SUPPLIED PASSAGE
● ● ● ●

This section gives an example of a grammar using some of the advanced features. The desk calculator example is modified to provide a desk calculator that does floating-point interval arithmetic. The calculator understands floating-point constants, the arithmetic operations +, -, *, /, and unary minus (-), and; registers labeled a through z. It also understands intervals written in the following format, where X is less than or equal to Y:

   (X,Y)
There are 26 interval-valued variables, A through Z, that may also be used. The usage is similar to that in the previous example: assignments return no value and print nothing, while expressions print the floating or interval value.

Intervals are represented by a structure consisting of the left and right endpoint values stored as doubles. This structure is given a type name, INTERVAL. The yacc value stack can also contain floating point scalars, and integers used to index into the arrays holding the variable values.

YYERROR is used to handle error conditions. The errors dealt with in this way are division by an interval containing 0, and an interval presented in the wrong order. The error recovery mechanism of yacc is used to discard the rest of the offending line.

● ● ● ●

TASK INSTRUCTIONS
A. Repeat the interval calculator text word for word, between "YYERROR is used" and "the offending line.", inclusive.
B. According to the interval calculator text, why is the error recovery mechanism of yacc used, and in which error cases does this apply? Answer in one to three sentences.

Records from a data collection
● ● ● ●

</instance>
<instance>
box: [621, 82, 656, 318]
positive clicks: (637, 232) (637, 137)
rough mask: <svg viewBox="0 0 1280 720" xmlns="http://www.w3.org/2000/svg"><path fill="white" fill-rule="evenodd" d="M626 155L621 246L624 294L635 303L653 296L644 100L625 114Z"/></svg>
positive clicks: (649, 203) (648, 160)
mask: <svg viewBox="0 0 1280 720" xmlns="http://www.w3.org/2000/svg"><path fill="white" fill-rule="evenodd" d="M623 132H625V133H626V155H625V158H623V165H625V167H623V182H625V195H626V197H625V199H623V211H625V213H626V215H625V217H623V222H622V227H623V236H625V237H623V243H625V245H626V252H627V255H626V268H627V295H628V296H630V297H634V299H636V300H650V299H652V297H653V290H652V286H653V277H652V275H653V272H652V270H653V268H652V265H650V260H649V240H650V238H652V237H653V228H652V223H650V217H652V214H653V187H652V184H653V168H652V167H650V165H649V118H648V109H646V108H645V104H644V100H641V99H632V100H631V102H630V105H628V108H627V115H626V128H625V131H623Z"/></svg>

● ● ● ●

TASK-BY-TASK SOLUTIONS
A.
YYERROR is used to handle error conditions. The errors dealt with in this way are division by an interval containing 0, and an interval presented in the wrong order. The error recovery mechanism of yacc is used to discard the rest of the offending line.

B. The error recovery mechanism of yacc is used to discard the rest of the offending line. This applies to the error conditions handled with YYERROR, which are division by an interval containing 0 and an interval presented in the wrong order.